§ **Document passage**
━━━━━━━━━━━━━━━━━━━━

- Owner: The McCaskey Family
- General manager: Jerry Vainisi
- Head coach: Mike Ditka
- Offensive coordinator: Ed Hughes
- Defensive coordinator: Vince Tobin
- Home stadium: Soldier Field

Results
- Record: 14–2
- Division place: 1st NFC Central
- Playoffs: Lost Divisional Playoffs (vs. Redskins) 13–27
- All-Pros: 11 WR Dennis Gentry; RB Walter Payton; RB Neal Anderson; LT Jimbo Covert; C Jay Hilgenberg; DE Dan Hampton; DT Steve McMichael; LB Wilber Marshall; MLB Mike Singletary; CB Mike Richardson; SS Dave Duerson;
- Pro Bowlers: 7 RB Walter Payton; LT Jimbo Covert; C Jay Hilgenberg; DT Steve McMichael; LB Wilber Marshall; MLB Mike Singletary; SS Dave Duerson;

= 1986 Chicago Bears season =

NFL team season

The 1986 Chicago Bears season was their 67th regular season and 17th post-season completed in the National Football League. The Bears entered the season looking to repeat as Super Bowl champions, as they had won in 1985. Chicago managed to finish 14–2, one game off of their 1985 record of 15–1. Although the Bears had an equal 14–2 record as the New York Giants for the league's best record, the Giants were seeded number one in the NFC for the playoffs due to the Giants having a better conference record (11–1) than that of the Bears (10–2). In going 14–2, the Chicago Bears were the first team in NFL history to have consecutive seasons with 14 or more victories.

━━━━━━━━━━━━━━━━━━━━

§ **Recorded information**
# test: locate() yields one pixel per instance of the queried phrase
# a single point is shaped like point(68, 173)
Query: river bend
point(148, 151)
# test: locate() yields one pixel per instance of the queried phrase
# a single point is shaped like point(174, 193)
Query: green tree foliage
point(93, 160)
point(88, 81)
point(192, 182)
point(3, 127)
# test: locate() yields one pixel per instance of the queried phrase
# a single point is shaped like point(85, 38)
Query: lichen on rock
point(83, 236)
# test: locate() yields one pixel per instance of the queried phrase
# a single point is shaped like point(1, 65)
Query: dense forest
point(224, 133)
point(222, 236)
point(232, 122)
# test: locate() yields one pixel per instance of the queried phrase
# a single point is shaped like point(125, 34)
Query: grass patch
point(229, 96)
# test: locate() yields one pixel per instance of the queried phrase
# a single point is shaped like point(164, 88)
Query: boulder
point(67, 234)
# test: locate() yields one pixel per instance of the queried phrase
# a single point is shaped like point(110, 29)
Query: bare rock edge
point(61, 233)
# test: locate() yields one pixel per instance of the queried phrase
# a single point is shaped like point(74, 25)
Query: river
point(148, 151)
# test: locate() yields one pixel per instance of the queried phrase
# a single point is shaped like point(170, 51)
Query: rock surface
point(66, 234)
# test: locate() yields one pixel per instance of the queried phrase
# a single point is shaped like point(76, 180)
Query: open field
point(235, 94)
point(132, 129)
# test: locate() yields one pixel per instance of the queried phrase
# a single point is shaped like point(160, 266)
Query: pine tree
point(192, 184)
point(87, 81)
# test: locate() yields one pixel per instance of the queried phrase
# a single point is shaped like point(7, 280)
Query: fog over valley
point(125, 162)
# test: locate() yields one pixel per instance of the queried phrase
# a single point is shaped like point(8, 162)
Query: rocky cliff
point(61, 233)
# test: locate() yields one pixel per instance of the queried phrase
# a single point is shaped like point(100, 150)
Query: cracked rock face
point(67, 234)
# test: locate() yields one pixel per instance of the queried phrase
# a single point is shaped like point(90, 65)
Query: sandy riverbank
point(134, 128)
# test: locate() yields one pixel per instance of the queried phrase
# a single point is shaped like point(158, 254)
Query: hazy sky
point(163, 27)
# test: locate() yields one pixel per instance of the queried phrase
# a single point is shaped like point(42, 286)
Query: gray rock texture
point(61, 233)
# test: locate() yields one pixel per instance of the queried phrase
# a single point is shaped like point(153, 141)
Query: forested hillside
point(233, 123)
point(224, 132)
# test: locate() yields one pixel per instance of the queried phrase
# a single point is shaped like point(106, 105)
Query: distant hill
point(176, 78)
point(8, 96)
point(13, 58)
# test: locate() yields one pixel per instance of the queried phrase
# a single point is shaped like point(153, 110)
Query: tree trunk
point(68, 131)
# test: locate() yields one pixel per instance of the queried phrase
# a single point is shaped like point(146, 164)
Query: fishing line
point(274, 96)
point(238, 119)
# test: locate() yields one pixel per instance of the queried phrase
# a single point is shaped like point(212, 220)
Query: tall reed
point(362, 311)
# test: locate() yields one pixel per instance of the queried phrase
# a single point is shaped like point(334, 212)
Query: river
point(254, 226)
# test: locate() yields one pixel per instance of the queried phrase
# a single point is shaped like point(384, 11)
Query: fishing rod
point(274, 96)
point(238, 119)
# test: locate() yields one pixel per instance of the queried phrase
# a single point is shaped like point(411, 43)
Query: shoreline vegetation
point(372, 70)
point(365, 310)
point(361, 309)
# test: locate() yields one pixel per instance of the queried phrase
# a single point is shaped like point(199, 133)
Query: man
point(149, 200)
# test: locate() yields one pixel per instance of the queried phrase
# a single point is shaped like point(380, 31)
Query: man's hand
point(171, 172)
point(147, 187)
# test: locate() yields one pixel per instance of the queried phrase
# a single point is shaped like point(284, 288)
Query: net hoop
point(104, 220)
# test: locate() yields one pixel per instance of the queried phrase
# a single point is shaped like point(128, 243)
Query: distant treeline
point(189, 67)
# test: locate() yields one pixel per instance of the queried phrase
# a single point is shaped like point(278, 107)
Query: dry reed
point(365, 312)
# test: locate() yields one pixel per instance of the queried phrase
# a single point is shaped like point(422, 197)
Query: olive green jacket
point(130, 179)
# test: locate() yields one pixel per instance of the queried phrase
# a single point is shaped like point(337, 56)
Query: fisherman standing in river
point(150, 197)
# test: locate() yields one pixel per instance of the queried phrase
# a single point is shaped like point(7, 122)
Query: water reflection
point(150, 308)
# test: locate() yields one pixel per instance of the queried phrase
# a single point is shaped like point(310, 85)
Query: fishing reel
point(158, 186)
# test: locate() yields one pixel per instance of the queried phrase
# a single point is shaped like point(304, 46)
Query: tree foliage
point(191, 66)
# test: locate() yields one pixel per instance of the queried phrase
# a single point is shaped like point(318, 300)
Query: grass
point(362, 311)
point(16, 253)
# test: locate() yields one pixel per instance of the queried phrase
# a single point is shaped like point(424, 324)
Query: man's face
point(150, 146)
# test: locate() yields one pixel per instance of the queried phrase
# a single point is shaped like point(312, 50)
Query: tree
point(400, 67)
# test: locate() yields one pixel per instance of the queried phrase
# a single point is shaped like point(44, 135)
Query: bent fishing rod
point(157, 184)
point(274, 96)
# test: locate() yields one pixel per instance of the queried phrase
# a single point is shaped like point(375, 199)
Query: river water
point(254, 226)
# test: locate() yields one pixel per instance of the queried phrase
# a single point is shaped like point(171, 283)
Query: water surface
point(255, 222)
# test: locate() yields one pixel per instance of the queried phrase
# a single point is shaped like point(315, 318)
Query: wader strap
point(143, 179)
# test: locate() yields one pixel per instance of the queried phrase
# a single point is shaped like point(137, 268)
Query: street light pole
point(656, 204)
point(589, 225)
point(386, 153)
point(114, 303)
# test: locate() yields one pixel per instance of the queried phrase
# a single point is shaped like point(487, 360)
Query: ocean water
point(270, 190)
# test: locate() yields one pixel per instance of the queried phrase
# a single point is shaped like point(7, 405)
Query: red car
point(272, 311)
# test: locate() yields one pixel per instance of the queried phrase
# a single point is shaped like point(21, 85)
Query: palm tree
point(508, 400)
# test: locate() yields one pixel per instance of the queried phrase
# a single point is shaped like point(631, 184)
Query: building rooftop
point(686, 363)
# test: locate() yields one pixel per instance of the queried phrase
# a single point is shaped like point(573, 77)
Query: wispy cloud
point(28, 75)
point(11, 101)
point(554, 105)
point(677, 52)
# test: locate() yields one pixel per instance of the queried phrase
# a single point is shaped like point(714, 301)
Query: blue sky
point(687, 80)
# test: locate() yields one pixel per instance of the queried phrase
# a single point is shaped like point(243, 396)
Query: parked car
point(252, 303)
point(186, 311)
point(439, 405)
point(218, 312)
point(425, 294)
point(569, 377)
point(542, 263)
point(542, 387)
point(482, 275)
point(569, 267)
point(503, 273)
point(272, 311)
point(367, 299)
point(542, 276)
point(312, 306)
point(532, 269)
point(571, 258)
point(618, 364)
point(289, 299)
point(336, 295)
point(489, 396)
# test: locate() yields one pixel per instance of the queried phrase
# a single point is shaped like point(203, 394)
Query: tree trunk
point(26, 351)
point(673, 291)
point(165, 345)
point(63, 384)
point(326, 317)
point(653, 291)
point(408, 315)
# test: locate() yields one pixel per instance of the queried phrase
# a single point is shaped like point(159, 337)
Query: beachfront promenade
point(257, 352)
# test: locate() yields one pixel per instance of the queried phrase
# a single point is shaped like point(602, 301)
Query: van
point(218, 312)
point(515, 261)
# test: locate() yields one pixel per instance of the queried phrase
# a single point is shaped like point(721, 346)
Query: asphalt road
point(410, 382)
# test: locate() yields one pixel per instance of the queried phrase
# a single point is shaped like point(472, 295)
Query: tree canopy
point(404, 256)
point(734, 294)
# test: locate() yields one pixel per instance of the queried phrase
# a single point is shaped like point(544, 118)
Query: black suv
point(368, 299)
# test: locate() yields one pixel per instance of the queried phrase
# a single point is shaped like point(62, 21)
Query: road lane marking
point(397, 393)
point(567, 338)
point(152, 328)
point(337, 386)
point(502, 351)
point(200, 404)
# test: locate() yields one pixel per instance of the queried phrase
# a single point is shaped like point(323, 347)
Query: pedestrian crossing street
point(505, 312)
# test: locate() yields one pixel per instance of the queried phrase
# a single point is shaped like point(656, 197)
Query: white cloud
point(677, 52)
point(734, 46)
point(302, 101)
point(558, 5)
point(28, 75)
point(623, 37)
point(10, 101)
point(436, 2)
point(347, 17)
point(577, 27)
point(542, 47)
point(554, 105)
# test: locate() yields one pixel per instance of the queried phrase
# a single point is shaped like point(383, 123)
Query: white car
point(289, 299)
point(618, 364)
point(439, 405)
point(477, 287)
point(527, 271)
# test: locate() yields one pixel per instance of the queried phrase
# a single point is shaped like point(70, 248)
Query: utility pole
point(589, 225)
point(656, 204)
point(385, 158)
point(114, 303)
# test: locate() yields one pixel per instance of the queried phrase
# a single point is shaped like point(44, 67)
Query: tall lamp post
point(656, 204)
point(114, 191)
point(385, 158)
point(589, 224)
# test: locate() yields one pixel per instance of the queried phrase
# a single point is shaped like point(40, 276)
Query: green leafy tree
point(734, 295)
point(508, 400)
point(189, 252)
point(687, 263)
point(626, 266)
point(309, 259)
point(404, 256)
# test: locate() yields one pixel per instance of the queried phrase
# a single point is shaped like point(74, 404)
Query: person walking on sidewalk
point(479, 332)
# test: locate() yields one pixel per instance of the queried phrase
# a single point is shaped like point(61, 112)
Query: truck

━━━━━━━━━━━━━━━━━━━━

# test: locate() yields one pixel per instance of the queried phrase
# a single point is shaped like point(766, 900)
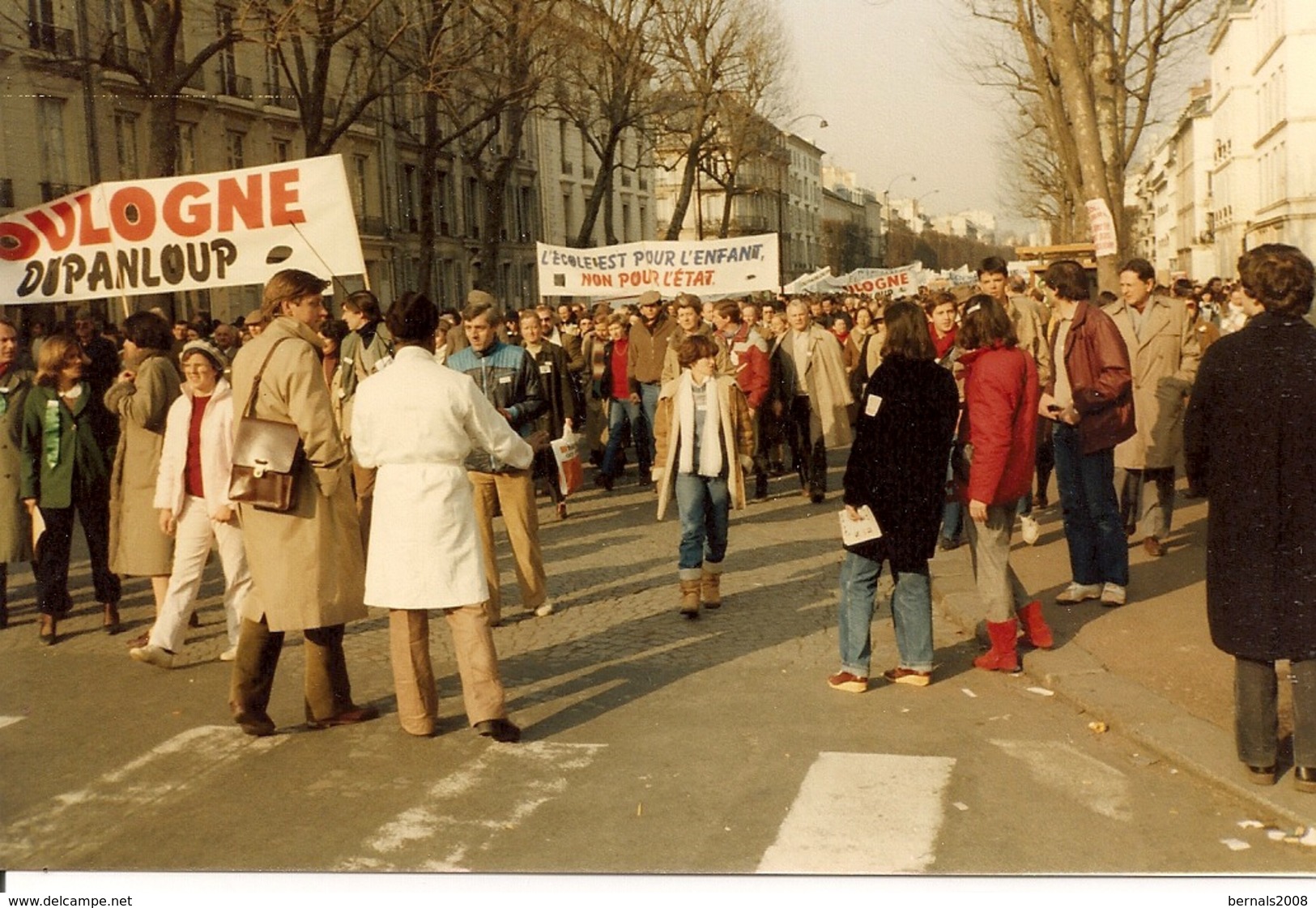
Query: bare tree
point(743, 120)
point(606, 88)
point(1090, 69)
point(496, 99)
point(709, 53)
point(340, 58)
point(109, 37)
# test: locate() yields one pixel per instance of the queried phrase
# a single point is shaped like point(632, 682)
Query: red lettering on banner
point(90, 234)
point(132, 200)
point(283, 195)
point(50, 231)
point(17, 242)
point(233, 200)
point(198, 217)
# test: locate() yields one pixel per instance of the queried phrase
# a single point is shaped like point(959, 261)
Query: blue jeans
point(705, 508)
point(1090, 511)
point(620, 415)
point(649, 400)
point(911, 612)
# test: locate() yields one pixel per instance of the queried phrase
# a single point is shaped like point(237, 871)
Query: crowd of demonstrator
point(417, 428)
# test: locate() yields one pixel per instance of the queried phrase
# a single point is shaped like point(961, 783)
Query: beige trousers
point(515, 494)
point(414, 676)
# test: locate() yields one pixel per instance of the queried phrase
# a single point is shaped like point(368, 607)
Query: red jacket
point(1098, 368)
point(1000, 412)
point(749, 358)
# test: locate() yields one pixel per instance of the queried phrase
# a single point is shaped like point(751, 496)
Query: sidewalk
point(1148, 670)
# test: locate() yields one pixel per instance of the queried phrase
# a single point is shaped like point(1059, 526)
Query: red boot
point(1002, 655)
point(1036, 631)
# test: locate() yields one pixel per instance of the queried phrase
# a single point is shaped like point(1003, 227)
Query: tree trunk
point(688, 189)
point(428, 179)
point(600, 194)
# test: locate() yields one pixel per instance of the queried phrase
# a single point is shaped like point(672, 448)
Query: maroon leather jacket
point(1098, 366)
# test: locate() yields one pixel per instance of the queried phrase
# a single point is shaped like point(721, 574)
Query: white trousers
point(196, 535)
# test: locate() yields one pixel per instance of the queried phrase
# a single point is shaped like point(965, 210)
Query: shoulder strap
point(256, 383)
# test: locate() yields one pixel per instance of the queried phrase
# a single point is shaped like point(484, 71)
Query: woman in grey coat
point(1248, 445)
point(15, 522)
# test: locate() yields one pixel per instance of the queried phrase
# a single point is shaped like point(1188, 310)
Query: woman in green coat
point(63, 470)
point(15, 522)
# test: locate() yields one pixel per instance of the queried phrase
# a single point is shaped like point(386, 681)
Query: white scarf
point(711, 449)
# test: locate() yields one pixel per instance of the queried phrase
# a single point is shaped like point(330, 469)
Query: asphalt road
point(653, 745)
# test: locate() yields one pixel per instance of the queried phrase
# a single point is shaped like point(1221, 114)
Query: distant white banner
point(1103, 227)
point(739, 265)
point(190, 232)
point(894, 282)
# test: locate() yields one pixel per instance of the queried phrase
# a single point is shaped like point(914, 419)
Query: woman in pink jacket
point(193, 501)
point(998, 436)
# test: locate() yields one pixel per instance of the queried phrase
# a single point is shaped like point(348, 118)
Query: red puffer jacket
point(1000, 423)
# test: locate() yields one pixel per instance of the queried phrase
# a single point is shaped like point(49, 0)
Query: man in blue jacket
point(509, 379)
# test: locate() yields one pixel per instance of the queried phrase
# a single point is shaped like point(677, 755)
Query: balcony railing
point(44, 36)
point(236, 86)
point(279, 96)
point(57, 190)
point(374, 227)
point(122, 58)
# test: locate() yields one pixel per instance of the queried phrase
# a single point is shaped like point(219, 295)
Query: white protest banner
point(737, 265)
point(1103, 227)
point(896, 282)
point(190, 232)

━━━━━━━━━━━━━━━━━━━━

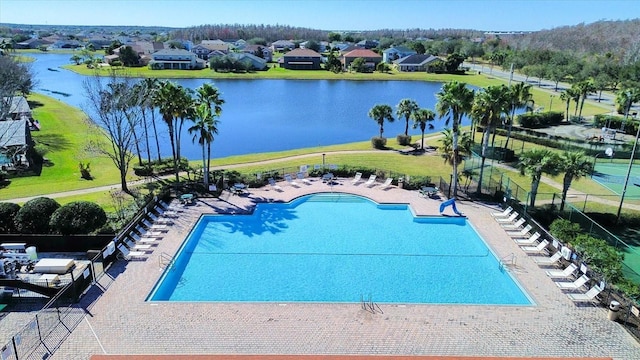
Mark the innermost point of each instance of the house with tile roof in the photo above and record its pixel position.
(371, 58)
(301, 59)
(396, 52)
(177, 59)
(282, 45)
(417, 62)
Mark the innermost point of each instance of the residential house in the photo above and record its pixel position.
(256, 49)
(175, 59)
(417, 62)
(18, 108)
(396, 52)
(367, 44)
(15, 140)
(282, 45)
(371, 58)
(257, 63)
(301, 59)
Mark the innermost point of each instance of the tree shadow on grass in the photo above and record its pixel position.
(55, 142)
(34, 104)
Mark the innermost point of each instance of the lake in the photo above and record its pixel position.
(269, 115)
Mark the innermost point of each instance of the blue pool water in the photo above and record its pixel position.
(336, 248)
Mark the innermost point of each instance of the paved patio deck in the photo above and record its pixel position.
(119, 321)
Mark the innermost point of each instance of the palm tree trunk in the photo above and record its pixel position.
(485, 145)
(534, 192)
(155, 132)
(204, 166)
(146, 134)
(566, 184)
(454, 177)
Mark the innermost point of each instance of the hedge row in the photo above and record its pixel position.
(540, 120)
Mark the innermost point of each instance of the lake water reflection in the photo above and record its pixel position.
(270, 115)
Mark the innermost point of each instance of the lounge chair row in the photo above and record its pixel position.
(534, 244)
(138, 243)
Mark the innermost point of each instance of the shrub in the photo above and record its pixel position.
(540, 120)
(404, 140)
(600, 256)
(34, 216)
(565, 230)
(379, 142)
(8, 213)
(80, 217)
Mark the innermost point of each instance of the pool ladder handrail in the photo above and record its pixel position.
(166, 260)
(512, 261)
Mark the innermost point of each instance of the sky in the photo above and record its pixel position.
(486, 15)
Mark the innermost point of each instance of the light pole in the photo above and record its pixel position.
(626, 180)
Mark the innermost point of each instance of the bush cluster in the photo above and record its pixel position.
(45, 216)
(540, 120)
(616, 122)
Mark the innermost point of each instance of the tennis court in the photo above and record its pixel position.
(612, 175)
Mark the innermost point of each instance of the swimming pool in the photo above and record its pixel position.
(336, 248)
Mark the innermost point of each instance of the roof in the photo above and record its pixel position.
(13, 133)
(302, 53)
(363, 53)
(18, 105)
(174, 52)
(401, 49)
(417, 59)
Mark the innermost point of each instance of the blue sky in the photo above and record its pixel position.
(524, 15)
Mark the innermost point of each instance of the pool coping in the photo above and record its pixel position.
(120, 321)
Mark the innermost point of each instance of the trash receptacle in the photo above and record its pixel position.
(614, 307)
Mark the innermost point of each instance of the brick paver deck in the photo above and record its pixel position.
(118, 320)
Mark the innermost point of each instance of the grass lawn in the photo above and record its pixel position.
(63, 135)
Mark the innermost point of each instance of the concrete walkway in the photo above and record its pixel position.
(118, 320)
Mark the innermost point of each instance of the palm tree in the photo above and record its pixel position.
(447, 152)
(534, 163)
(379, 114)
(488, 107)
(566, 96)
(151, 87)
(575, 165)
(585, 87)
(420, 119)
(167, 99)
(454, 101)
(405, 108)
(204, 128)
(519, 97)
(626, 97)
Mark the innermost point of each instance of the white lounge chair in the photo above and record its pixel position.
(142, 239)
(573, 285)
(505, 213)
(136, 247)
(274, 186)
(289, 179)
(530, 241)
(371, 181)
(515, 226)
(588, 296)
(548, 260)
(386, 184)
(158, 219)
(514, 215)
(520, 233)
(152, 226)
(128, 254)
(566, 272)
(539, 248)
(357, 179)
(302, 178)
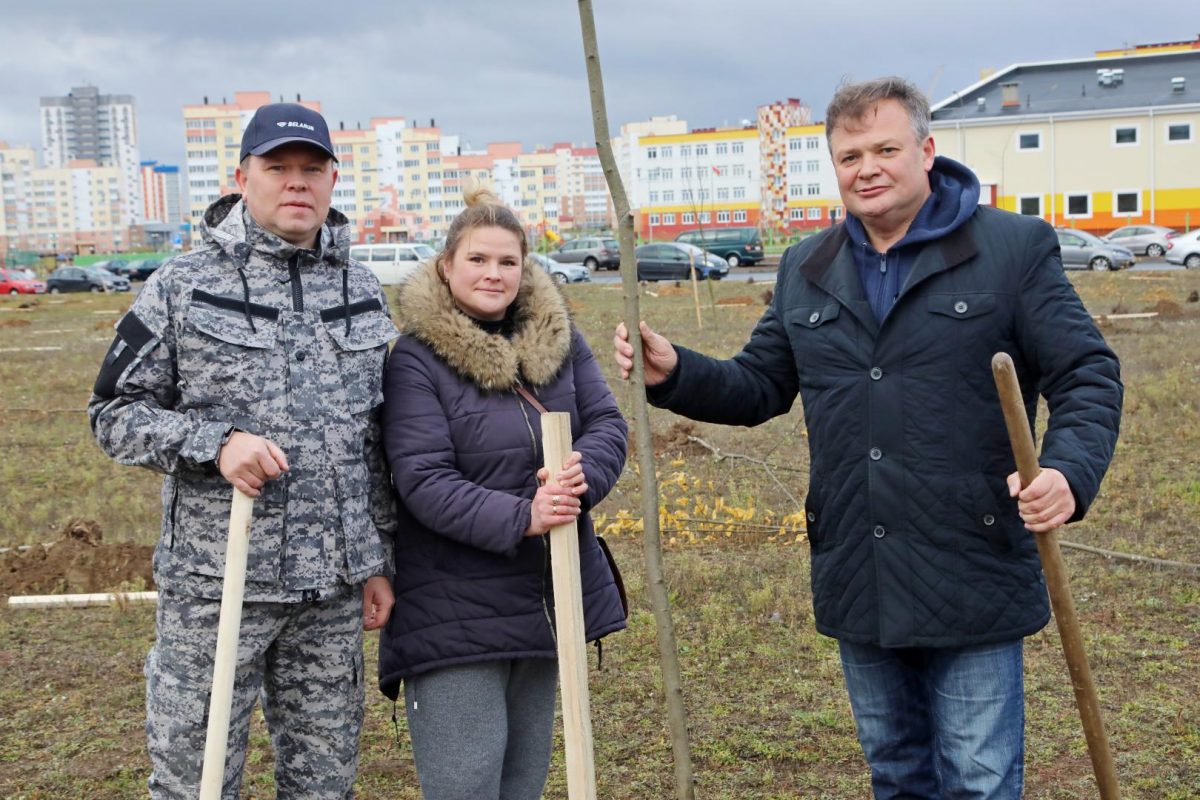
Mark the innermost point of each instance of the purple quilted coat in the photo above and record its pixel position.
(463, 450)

━━━━━━━━━━━━━━━━━━━━

§ **Written tasks**
- a) Translate this sentence from the 1986 Chicago Bears season overview into Spanish: "Chicago managed to finish 14–2, one game off of their 1985 record of 15–1."
- b) Write out the portion of the 1986 Chicago Bears season overview starting at "NFL team season" and ending at "or more victories.", word for word.
- c) Extend the overview of the Chicago Bears' 1986 season beyond its final sentence.

§ **Outputs in order**
- a) Chicago logró terminar con 14–2, a un partido de su récord de 15–1 de 1985.

- b)
NFL team season

The 1986 Chicago Bears season was their 67th regular season and 17th post-season completed in the National Football League. The Bears entered the season looking to repeat as Super Bowl champions, as they had won in 1985. Chicago managed to finish 14–2, one game off of their 1985 record of 15–1. Although the Bears had an equal 14–2 record as the New York Giants for the league's best record, the Giants were seeded number one in the NFC for the playoffs due to the Giants having a better conference record (11–1) than that of the Bears (10–2). In going 14–2, the Chicago Bears were the first team in NFL history to have consecutive seasons with 14 or more victories.

- c)
After winning the championship in 1985, the Bears seemed like a dynasty in the making. However, quarterback Jim McMahon showed up to training camp 25 pounds overweight – the product of the post-Super Bowl partying he'd partaken in. Nonetheless, he was once again named as the starter. Injuries to his rotator cuff (including a flagrant late-hit by Charles Martin which exacerbated it), however, derailed his season. McMahon played in only six of the team's first 12 games.

Aided by a strong offensive line, the Bears were once again led on offense by Walter Payton. Payton remained his usual stellar self, posting his 10th and final 1,000-yard season. With McMahon's poor play, as well as the equally poor play of backups Mike Tomczak, Steve Fuller and Doug Flutie, Payton was the sole spark on offense, which ranked 13th in the NFL.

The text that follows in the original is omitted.